Not all, but some of the drawings and paintings I have done are an attempt to describe what Virginia Woolf called "moments of being." "Boy Riding Home Before Dawn" was a moment imagined, continuing a story Richard told to me in 2001. Not the beginning of an endless happiness but happiness nonetheless.

The image was drawn in January of 2008, three months before Richard died. If you are a long-time reader at this blog, you've heard this story before, but I need to tell it again because it has a lesson for me today.

Richard's story was that late one night he went out walking down the hill in the direction of the ocean in Half Moon Bay, California. Before he reached the ocean, he noticed a horse standing in a pasture. After talking to the horse, he climbed over the fence and slowly and quietly approached the horse. He stood there talking to the horse at length, gaining its trust, and finally asked the horse if it would be okay for him to climb onto its back. The horse allowed him to do that. He told me that he took off his belt and was able to use it as a makeshift bridle.

At that point in his story he stopped to explain to me that although he had not known how to ride a horse at the time we went riding together in 1970 (in the first few months after he returned from Vietnam), he had learned later. At the time when we had rented the two horses and had ridden on the bluffs at Half Moon Bay, I had about four years of experience riding horses.

Continuing with his story, he told me that he rode the horse around the pasture for a little while and then opened the gate to the pasture and rode out into the night. He said that they went through the neighborhoods, out along the bluffs and then down to the long sandy beach. He said that they wandered for a good part of that night, and then they returned to the pasture, where he left the horse and went home and went to sleep.

* * * * *

> _Tasks for this exercise_
A: In the passage about Richard's night ride, what did Richard use as a makeshift bridle?
B: Reproduce the passage about Richard's night ride, starting with "Richard's story was" and going on through "a makeshift bridle.".
C: Resume the passage about Richard's night ride after its last sentence and keep it going.
The listing that comes next is separate material and is not part of the passage about Richard's night ride.

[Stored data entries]
* * * * *

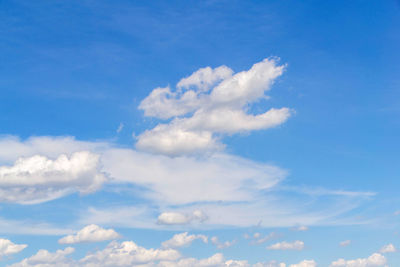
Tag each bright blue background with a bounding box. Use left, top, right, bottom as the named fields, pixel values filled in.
left=0, top=0, right=400, bottom=266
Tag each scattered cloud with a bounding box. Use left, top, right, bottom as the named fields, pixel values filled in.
left=117, top=122, right=125, bottom=133
left=339, top=240, right=351, bottom=247
left=79, top=241, right=181, bottom=266
left=289, top=260, right=317, bottom=267
left=0, top=151, right=107, bottom=204
left=58, top=224, right=120, bottom=244
left=9, top=247, right=76, bottom=267
left=244, top=232, right=280, bottom=245
left=162, top=232, right=208, bottom=248
left=253, top=261, right=286, bottom=267
left=0, top=238, right=28, bottom=260
left=211, top=236, right=236, bottom=249
left=379, top=244, right=397, bottom=253
left=267, top=240, right=304, bottom=250
left=157, top=210, right=208, bottom=225
left=291, top=225, right=308, bottom=232
left=330, top=253, right=386, bottom=267
left=136, top=59, right=292, bottom=156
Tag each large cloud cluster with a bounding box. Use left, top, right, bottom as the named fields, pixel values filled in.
left=136, top=59, right=291, bottom=156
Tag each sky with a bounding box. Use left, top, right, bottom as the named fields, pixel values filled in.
left=0, top=0, right=400, bottom=267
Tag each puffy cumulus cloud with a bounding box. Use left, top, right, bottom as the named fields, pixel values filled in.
left=244, top=232, right=279, bottom=245
left=211, top=236, right=236, bottom=249
left=161, top=232, right=208, bottom=248
left=339, top=240, right=351, bottom=247
left=267, top=240, right=304, bottom=250
left=330, top=253, right=386, bottom=267
left=291, top=225, right=308, bottom=232
left=79, top=241, right=181, bottom=267
left=9, top=247, right=77, bottom=267
left=0, top=151, right=106, bottom=204
left=253, top=261, right=286, bottom=267
left=136, top=59, right=292, bottom=156
left=58, top=224, right=120, bottom=244
left=379, top=244, right=397, bottom=253
left=176, top=66, right=233, bottom=91
left=0, top=137, right=376, bottom=230
left=157, top=210, right=208, bottom=225
left=0, top=238, right=28, bottom=259
left=0, top=136, right=110, bottom=164
left=102, top=149, right=287, bottom=206
left=289, top=260, right=317, bottom=267
left=158, top=253, right=250, bottom=267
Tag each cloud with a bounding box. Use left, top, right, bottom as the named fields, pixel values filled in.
left=291, top=225, right=308, bottom=232
left=244, top=232, right=279, bottom=245
left=0, top=136, right=110, bottom=164
left=267, top=240, right=304, bottom=250
left=102, top=149, right=287, bottom=206
left=0, top=238, right=28, bottom=259
left=339, top=240, right=351, bottom=247
left=0, top=137, right=376, bottom=230
left=79, top=241, right=181, bottom=266
left=0, top=151, right=106, bottom=204
left=0, top=217, right=73, bottom=235
left=253, top=261, right=286, bottom=267
left=176, top=66, right=233, bottom=92
left=379, top=244, right=397, bottom=253
left=157, top=210, right=208, bottom=225
left=136, top=59, right=292, bottom=156
left=162, top=232, right=208, bottom=248
left=289, top=260, right=317, bottom=267
left=58, top=224, right=120, bottom=244
left=211, top=236, right=236, bottom=249
left=117, top=122, right=124, bottom=133
left=158, top=253, right=250, bottom=267
left=9, top=247, right=76, bottom=267
left=330, top=253, right=386, bottom=267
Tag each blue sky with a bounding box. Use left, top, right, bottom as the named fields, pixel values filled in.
left=0, top=0, right=400, bottom=267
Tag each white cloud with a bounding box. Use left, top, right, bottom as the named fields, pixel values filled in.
left=176, top=66, right=233, bottom=91
left=102, top=149, right=286, bottom=206
left=157, top=210, right=208, bottom=225
left=253, top=261, right=286, bottom=267
left=0, top=217, right=73, bottom=235
left=379, top=244, right=397, bottom=253
left=79, top=241, right=181, bottom=267
left=289, top=260, right=317, bottom=267
left=117, top=122, right=124, bottom=133
left=0, top=151, right=106, bottom=204
left=330, top=253, right=386, bottom=267
left=158, top=253, right=250, bottom=267
left=267, top=240, right=304, bottom=250
left=162, top=232, right=208, bottom=248
left=245, top=232, right=279, bottom=245
left=9, top=247, right=76, bottom=267
left=339, top=240, right=351, bottom=247
left=0, top=137, right=376, bottom=230
left=136, top=59, right=291, bottom=156
left=58, top=224, right=120, bottom=244
left=0, top=238, right=28, bottom=259
left=0, top=136, right=110, bottom=165
left=291, top=225, right=308, bottom=232
left=211, top=236, right=236, bottom=249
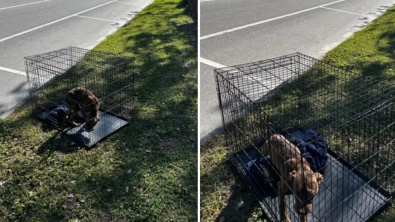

* * * * *

> _Results of the tasks_
A: His belt.

B:
Richard's story was that late one night he went out walking down the hill in the direction of the ocean in Half Moon Bay, California. Before he reached the ocean, he noticed a horse standing in a pasture. After talking to the horse, he climbed over the fence and slowly and quietly approached the horse. He stood there talking to the horse at length, gaining its trust, and finally asked the horse if it would be okay for him to climb onto its back. The horse allowed him to do that. He told me that he took off his belt and was able to use it as a makeshift bridle.

C:
He ended the story by saying, "When I went back the next day to see the horse, it was gone. I never saw the horse again. It was a magical night."

In the first days of January 2008, remembering Richard's story, I pictured that magical horse coming to him at night, coming to the bed where, depressed and anxious, he tried to sleep in the stroke rehabilitation unit at the V.A. hospital in Palo Alto. Richard was blind in one eye, unable to speak, breathing with the help of a tracheostomy tube, having difficulty swallowing and requiring tube feeding, and only able to walk with great effort. I pictured the horse talking to Richard, asking him if he would like to leave the hospital for a night ride. When Richard said, "Yes," the horse lowered itself down so that Richard could pull himself over onto its back. Once Richard was on the horse's back, he found that he had the energy he had had as a boy and that he was no longer in the hospital room but out on the hospital grounds. By the light of the full moon, he and the horse went out to the coast. They returned before dawn. Richard felt a peace of mind and heart that he had not felt since he was a boy. He asked for an easel and began to paint again.

When I woke up this morning, I was feeling depressed, still a little headachy and congested from a cold, wondering why, whenever I want to paint, there is some seemingly insurmountable obstacle. Mulling that over, I suddenly remembered the above scene from "The Hours," a movie that was released on Christmas Day in 2002, at a time when I thought I might never see Richard again or paint again. That movie put things in perspective for me.

I've been working on this post since about 7 a.m. It's 9:30 now. This is where my creative energy went this morning. So be it.